** Opening Reading text block **

From Spring 2022 of Connected.
The Data Center is an ever-evolving dynamic space. (According to Cisco, a data center is a physical facility that organizations use to house their critical applications and data.)
End users and owners need to be consistent in their strategies and implementation of corporate standards for the logical infrastructure (compute) layers and physical infrastructure layers that are most important for their security.
BEING INTENTIONAL WITH THESE STRATEGIES IS IMPORTANT
The benefits of logical and physical standards and architecture include lower installation cost, reductions in maintenance and move-add-change (MAC) costs, reduced downtime and a stronger infrastructure for securing data and facilities.
In 2020, 80.7% of organizations suffered from at least one successful cyberattack as noted in a 2021 Upsite Technologies article. More than a-third of organizations suffered six or more. The more data and information you store, the more appealing you become to outside threats. Security against internal threats is also a risk that must be mitigated, as more than 30% of those attacks come from internal breaches.
When creating standards, security should be paramount in any investment across the infrastructure. As a result, you can leverage these standards when improving or upgrading your infrastructure with products that are put on your networks to support, help maintain and improve your security outcomes.

** Closing Reading text block **
** Opening Data to examine block **

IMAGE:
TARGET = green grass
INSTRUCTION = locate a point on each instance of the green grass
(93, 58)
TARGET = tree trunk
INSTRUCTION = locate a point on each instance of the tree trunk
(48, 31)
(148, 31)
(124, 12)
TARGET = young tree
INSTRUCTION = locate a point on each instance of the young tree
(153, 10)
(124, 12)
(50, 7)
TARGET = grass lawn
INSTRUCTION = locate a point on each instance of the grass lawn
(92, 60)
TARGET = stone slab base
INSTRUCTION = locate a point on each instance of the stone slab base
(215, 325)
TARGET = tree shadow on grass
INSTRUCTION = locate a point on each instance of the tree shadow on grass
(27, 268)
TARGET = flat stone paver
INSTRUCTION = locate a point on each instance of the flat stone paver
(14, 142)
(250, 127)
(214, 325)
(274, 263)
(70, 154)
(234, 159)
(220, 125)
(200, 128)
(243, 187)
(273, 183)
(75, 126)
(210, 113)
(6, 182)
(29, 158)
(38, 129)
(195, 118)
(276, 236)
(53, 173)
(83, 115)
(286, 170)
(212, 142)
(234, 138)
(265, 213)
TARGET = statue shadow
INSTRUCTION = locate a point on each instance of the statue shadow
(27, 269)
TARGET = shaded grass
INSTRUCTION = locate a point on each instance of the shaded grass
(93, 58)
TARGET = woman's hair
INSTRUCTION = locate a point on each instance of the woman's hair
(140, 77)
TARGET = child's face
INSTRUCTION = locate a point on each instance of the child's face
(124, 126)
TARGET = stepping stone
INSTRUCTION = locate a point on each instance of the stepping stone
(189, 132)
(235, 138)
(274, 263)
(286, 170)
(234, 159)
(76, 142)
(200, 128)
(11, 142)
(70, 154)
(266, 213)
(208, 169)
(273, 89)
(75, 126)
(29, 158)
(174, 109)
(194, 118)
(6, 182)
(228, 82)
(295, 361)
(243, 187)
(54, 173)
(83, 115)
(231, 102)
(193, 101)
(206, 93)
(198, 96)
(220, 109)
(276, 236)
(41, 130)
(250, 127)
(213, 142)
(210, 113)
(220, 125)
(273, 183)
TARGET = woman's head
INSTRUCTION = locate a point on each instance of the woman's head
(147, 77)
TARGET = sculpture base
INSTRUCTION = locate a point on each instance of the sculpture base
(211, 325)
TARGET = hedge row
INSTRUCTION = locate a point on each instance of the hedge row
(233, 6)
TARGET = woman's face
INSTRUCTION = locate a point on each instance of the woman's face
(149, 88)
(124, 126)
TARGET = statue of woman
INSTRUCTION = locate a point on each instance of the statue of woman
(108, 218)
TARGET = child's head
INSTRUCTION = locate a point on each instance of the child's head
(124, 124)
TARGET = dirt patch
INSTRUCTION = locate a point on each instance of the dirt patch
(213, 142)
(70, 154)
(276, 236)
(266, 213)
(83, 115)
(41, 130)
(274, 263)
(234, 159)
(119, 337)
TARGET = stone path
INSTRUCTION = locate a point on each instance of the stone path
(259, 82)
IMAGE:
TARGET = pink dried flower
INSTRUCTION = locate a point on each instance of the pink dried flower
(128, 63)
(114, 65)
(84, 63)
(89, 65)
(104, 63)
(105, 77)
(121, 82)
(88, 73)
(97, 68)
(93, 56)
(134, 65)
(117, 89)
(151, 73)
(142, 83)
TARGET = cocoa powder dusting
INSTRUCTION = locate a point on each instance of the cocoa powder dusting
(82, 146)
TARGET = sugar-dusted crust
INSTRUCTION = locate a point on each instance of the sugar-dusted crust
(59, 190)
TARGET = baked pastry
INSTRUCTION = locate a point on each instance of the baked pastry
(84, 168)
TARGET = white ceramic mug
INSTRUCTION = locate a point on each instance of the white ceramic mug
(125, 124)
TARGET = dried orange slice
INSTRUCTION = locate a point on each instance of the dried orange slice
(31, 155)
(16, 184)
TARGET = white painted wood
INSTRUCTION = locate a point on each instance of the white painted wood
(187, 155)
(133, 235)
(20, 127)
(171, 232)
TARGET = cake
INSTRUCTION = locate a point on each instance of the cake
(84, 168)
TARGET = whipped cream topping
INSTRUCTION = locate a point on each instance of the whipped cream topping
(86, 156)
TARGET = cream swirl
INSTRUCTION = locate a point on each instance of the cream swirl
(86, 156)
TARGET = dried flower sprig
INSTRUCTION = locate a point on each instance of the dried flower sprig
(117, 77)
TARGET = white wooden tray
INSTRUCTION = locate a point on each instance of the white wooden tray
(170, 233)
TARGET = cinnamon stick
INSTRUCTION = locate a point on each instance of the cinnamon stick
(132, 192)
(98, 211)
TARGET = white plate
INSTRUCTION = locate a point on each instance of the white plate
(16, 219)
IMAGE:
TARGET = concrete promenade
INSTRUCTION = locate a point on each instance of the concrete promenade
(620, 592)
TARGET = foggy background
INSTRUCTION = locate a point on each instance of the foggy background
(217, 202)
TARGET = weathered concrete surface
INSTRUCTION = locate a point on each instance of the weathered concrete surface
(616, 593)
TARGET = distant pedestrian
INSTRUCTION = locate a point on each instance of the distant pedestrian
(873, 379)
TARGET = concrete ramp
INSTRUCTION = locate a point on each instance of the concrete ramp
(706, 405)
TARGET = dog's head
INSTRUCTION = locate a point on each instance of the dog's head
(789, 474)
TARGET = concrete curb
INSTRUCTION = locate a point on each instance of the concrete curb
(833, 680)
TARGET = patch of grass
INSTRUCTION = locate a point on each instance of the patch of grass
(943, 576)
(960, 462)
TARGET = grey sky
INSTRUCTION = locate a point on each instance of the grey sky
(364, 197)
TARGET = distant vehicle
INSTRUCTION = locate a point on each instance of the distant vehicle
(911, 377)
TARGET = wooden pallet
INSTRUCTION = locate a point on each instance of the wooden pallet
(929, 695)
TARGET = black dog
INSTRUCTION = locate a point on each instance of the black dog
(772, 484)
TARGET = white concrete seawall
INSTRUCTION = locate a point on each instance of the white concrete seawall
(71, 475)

** Closing Data to examine block **

Problems and tasks:
1/ In the data center article, what share of attacks come from internal breaches?
2/ Please extend the data center article past its final sentence.

Responses:
1/ More than 30% of those attacks.

2/
WHY IS SECURITY SO IMPORTANT?
According to an SSL Store Hashedout blog, the data organizations obtain from employees, customers and consumers is exactly what cyber attackers are wanting. This information has a monetary value, not just to organizations who own it, but to those looking to steal it. Securing your information and data can have a positive impact resulting in customer loyalty, industry compliance and minimized financial exposure.
Let's look at trends that may impact on-premise (Enterprise or on Campus), cloud or colocation environments.
TOP FIVE SAFETY TRENDS FOR DATA CENTERS:
- Increased Training: Companies like Cyberly and Techguard Security offer cybersecurity awareness training through online security training courses. These courses help corporations at all levels remain up to speed on the latest security threats and trends by giving people resources to mitigate risk through training and knowledge sharing.
- Increased Security Spending: An Evoque blog about data center trends says, “the global data center security market is expected to triple in a seven year period from $6.9 billion in 2019 to $21.8 billion by 2026.” This means more companies are committing to not just the use of data centers, but the means to protect them from threats as well.
Data Center Intelligence/AI & Automated Security Tools: The use of machine learning to aid in accelerating threat detection will complement the growth of automated security tools by giving IT workers the ability to focus on more complex tasks and strategy, according to a Data Center Dynamics blog.
Machine intelligence and automation streamline changes across multiple environments while providing agility and flexibility through change management. With the growth of remote workforce, data centers will require enhancements for securing workplace applications and sensitive data transmission like Multi Factor Authentication (MFA) and other similar applications.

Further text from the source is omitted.